Exclude the pictures, then copy all remaining records exactly.

=-=-=-=-=

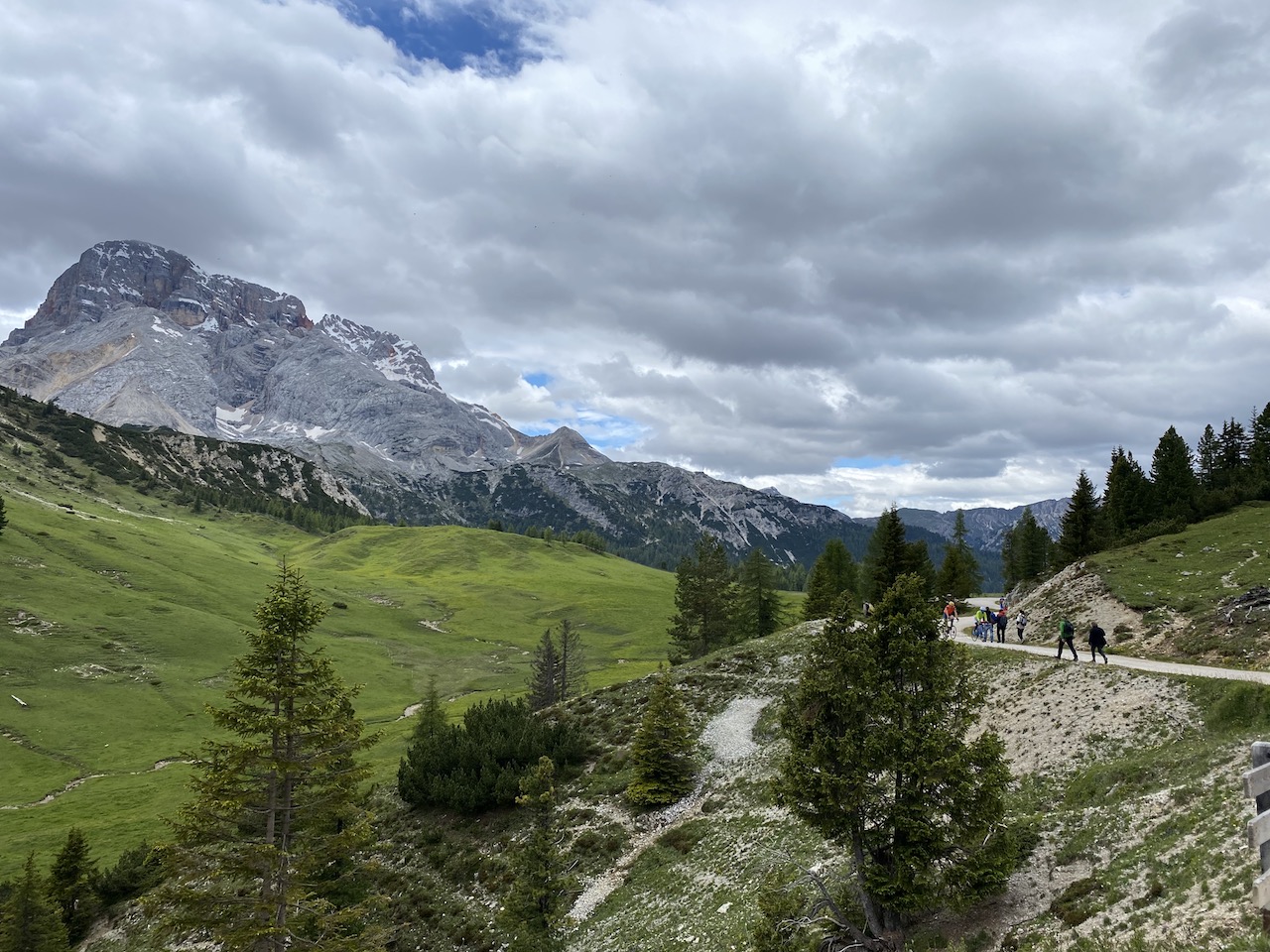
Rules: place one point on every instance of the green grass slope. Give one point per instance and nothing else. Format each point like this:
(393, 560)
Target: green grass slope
(119, 615)
(1194, 595)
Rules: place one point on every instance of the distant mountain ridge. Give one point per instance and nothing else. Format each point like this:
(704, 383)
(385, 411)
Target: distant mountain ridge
(139, 335)
(984, 527)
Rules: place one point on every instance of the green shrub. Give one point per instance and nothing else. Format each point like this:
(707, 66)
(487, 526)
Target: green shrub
(477, 766)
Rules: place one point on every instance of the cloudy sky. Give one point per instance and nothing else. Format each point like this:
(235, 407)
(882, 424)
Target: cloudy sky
(893, 250)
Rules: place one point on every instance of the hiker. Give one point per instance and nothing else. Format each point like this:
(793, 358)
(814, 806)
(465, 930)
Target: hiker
(1067, 636)
(1097, 642)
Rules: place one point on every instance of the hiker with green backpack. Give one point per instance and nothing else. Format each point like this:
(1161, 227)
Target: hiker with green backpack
(1067, 636)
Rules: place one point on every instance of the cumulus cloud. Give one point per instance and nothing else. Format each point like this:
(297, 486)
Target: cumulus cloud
(987, 241)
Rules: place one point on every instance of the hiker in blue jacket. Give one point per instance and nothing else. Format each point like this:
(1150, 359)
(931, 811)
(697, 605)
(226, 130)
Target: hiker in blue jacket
(1067, 638)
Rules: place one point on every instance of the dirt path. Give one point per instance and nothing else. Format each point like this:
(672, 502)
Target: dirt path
(1046, 645)
(729, 738)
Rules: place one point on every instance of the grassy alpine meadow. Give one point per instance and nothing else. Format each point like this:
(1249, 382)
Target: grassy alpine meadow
(1191, 571)
(121, 613)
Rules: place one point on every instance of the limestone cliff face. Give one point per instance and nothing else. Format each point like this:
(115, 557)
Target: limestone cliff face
(116, 273)
(137, 334)
(134, 334)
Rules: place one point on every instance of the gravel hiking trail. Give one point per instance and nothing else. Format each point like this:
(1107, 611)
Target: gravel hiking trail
(728, 738)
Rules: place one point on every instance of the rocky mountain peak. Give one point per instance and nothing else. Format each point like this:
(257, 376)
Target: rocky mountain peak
(116, 273)
(395, 358)
(563, 447)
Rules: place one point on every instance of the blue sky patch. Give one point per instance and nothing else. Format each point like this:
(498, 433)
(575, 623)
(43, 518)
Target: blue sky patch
(866, 462)
(453, 33)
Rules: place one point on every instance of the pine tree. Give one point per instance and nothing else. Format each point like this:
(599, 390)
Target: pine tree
(71, 884)
(275, 819)
(572, 679)
(662, 751)
(1026, 551)
(702, 602)
(959, 575)
(880, 763)
(544, 674)
(1128, 499)
(1080, 521)
(757, 607)
(833, 578)
(1207, 458)
(1173, 474)
(541, 885)
(1232, 457)
(417, 774)
(887, 556)
(1259, 452)
(30, 920)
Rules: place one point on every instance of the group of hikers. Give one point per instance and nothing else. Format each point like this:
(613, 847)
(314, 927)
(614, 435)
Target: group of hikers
(991, 626)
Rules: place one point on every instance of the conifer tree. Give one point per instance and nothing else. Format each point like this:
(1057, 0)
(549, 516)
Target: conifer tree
(30, 920)
(541, 885)
(275, 819)
(887, 555)
(1259, 451)
(662, 751)
(880, 763)
(1026, 549)
(1128, 498)
(572, 679)
(833, 578)
(544, 673)
(1173, 474)
(959, 575)
(1080, 522)
(1207, 461)
(757, 607)
(417, 775)
(71, 884)
(1232, 457)
(702, 602)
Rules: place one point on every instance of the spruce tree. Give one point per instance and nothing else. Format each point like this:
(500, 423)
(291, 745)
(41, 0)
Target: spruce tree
(1232, 457)
(417, 774)
(572, 679)
(1173, 474)
(880, 762)
(757, 607)
(544, 673)
(887, 556)
(662, 751)
(1207, 457)
(1026, 551)
(1128, 498)
(702, 602)
(833, 578)
(1080, 522)
(276, 817)
(30, 920)
(1259, 452)
(541, 885)
(71, 884)
(959, 575)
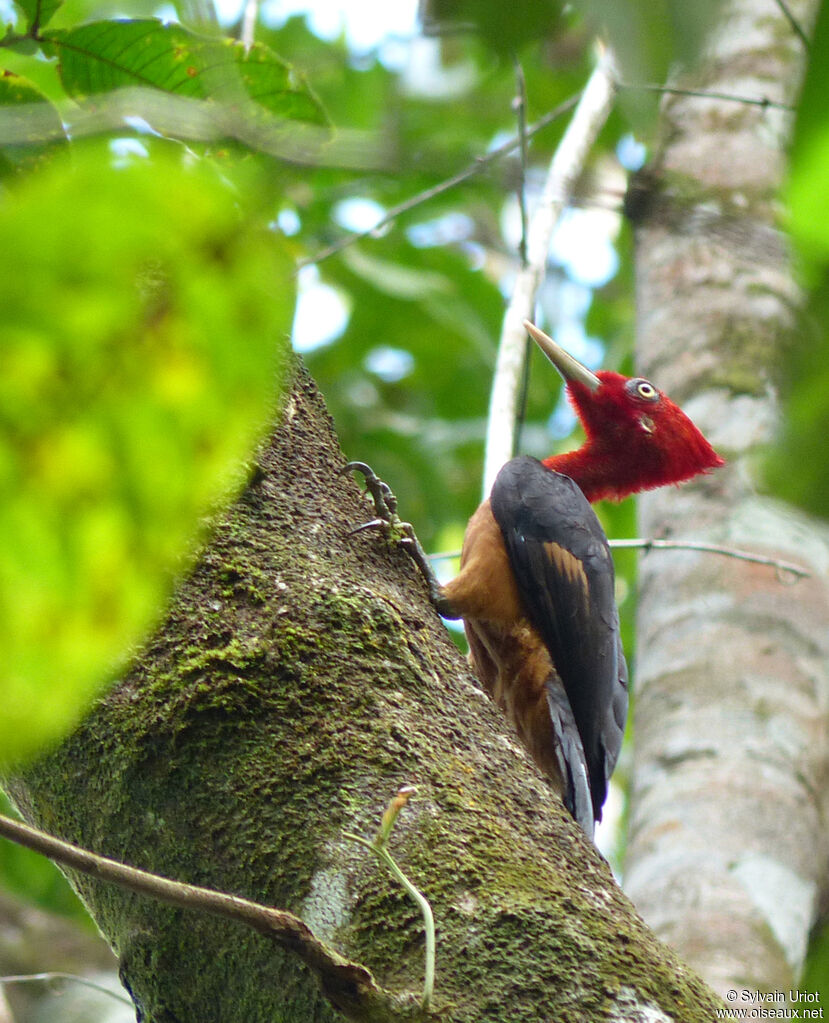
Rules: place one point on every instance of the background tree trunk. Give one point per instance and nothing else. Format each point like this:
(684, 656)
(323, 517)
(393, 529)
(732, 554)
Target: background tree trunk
(300, 677)
(728, 849)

=-=-=-=-=

The reply:
Rules: place one point on every instance of the green grass slope. Give one point per instance and nothing else. Format each point like this:
(393, 560)
Target: green grass slope
(119, 615)
(1194, 595)
Rules: place one point on every instance of the distant mountain ridge. Give one point per instance and nothing else. Format each point like this:
(704, 383)
(385, 411)
Target: distant mountain ridge
(139, 335)
(984, 527)
Rules: place one point on every instance of the green shrub. Give one point per instance and nothing else. Format each point like this:
(707, 66)
(487, 526)
Target: green shrub
(477, 766)
Rules: place one point on every instance of the cloudy sky. Give one point per instance and nothing else. Format each point like this:
(235, 407)
(882, 424)
Target: cloudy sky
(893, 250)
Rules: place one point on every instance of the hiker. Give one point per instance and nothing else. Format each point like this:
(793, 358)
(814, 806)
(465, 930)
Target: hiker
(1067, 636)
(1097, 642)
Rules: place one point on every instance of the hiker with green backpack. Give one point per instance and nothing else. Format each point like this:
(1161, 227)
Target: hiker with green backpack
(1067, 636)
Rules: place one point on every instance of the cumulus cloud. Give one point per instance and nothing else. Format each point like this:
(297, 486)
Target: cumulus cloud
(987, 241)
Rules: place one point on every instance of the hiker in blue jacket. Give one point per instance and nothing else. Format each point like this:
(1150, 359)
(931, 811)
(697, 605)
(226, 130)
Target: hiker in blue jacket
(1067, 638)
Rules: place one point on every instance of the dirt path. Give one point per instance and nothing else. Format each point like this:
(672, 502)
Target: dirt path
(1046, 645)
(729, 738)
Rules: place one point on every instance of the grassy alpine meadow. Give one point per instance and nothing else. Format each point like this:
(1249, 382)
Target: grassy alpine meadow
(1191, 571)
(121, 613)
Rules: place one point on every instance of the limestone cliff face. Give one point per instance and nothing else. Format each point like this:
(115, 557)
Target: limestone cliff face
(116, 273)
(137, 334)
(134, 334)
Rules: place one point on every instance of the gravel hiking trail. Give one point per instance and nothing else. Format each point like this:
(1107, 611)
Target: gravel hiking trail
(728, 738)
Rules: place one point on every instance of the rocky mountain peak. Give one point per instance and nothing else. Format each point like this:
(257, 376)
Target: rocky mountain peak
(116, 273)
(395, 358)
(563, 447)
Rules: place one point on every instance of the blue sky patch. Give one point per instance and nothing else. Format each point like this:
(498, 433)
(575, 623)
(43, 518)
Target: blue sky patch
(866, 462)
(453, 33)
Rules: place one point on every instance of the pine tree. Give one point per instance and nothing else. Format each point like this:
(599, 390)
Target: pine tree
(71, 884)
(275, 819)
(572, 679)
(662, 751)
(1026, 551)
(702, 602)
(959, 575)
(880, 763)
(544, 674)
(1128, 499)
(1080, 521)
(757, 607)
(833, 578)
(1207, 458)
(1173, 474)
(541, 885)
(1232, 457)
(417, 774)
(887, 556)
(1259, 452)
(30, 920)
Rules: place one point on every instance of the group of hikers. Give one point per instance and nothing else. Format each point like this:
(613, 847)
(314, 927)
(614, 435)
Target: group of hikers
(991, 626)
Rules: place one point on every instance of the conifer tree. Give one point per instance and nothing else. Format each point like this:
(1057, 0)
(549, 516)
Target: conifer tree
(30, 920)
(541, 885)
(275, 819)
(887, 555)
(1259, 451)
(662, 751)
(880, 763)
(1026, 549)
(1128, 498)
(572, 679)
(833, 578)
(544, 673)
(1173, 474)
(959, 575)
(1080, 522)
(1207, 461)
(757, 607)
(417, 775)
(71, 884)
(1232, 457)
(702, 602)
Rules: place one point on every instance of the spruce tree. Give one point per instance and nothing else. Format each point like this:
(500, 423)
(291, 745)
(41, 0)
Target: spruce tree
(1232, 457)
(417, 774)
(572, 679)
(1173, 474)
(880, 762)
(757, 607)
(544, 673)
(887, 556)
(662, 751)
(1207, 457)
(1026, 551)
(1128, 498)
(702, 602)
(833, 578)
(1080, 522)
(276, 817)
(30, 920)
(1259, 452)
(541, 885)
(71, 884)
(959, 575)
Rules: place one point on every instance of the background tree trunk. Give one point per instance and nothing else. Format each point like this:
(684, 656)
(323, 517)
(393, 529)
(732, 554)
Target: background tree trunk
(300, 677)
(728, 849)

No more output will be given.